**Requests:**
**A.** According to the architecture passage, which four basic bodily necessities were considered?
**B.** Please repeat everything in the architecture passage from "Based on a module" down to "followed or not.".

**Article:**
▼

Based on a module of 80 centimeters, this cell is 4 by 4 by 4 meters. Larger than a mere existenzminimum, or a standard one-story dwelling unit, its layout is organized in five steps. Each one is 80 centimeters deep and progressively becomes lower in height to support a specific sequence of actions: a life distributed in vertical shelves.

Fig. 7. Cell for A Certain Individual. Plan.

In a life of work and creativity, leisure and meditation, we have considered four basic bodily necessities: sleeping, eating, washing, and excreting. Through centuries, each of these actions has been standardized, coded, symbolically loaded, and associated with social behaviors and relationships. Within this cell, each basic action is afforded its own condition and position, offering a rule for occupation that can be either followed or not.

At the lower level the possibility for clerical work and the annotation of daily thoughts and activities is provided for by a 80cm high stool and a desk. Any contemporary ascetic, willing to control life to its minute detail and gradually construct a form of living, is offered a space to write. As Foucault explains: “Writing about oneself appears clearly in its relationship of complementarity with reclusion: it palliates the dangers of solitude; it offers what one has done or thought to a possible gaze; the fact of obliging oneself to write plays the role of a companion by giving rise to the fear of disapproval and to shame.”8

Fig. 8. Cell for A Certain Individual. Exterior. Photograph: Ibai Rigby.

▲

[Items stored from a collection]
▼

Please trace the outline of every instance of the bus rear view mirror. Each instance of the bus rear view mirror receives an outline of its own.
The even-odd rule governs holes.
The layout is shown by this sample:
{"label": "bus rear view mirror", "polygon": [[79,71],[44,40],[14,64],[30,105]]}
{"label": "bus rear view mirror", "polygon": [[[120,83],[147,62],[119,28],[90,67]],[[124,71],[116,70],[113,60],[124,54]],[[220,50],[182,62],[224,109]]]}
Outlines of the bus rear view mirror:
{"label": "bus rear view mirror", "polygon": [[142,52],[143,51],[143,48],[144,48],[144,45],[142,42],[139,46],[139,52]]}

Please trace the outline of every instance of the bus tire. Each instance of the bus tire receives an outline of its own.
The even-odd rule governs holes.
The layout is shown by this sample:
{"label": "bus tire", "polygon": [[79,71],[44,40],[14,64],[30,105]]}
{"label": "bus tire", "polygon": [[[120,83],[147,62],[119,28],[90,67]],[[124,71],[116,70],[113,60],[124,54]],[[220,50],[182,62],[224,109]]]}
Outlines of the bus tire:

▲

**Answers provided:**
**A.** Sleeping, eating, washing, and excreting.

**B.**
Based on a module of 80 centimeters, this cell is 4 by 4 by 4 meters. Larger than a mere existenzminimum, or a standard one-story dwelling unit, its layout is organized in five steps. Each one is 80 centimeters deep and progressively becomes lower in height to support a specific sequence of actions: a life distributed in vertical shelves.

Fig. 7. Cell for A Certain Individual. Plan.

In a life of work and creativity, leisure and meditation, we have considered four basic bodily necessities: sleeping, eating, washing, and excreting. Through centuries, each of these actions has been standardized, coded, symbolically loaded, and associated with social behaviors and relationships. Within this cell, each basic action is afforded its own condition and position, offering a rule for occupation that can be either followed or not.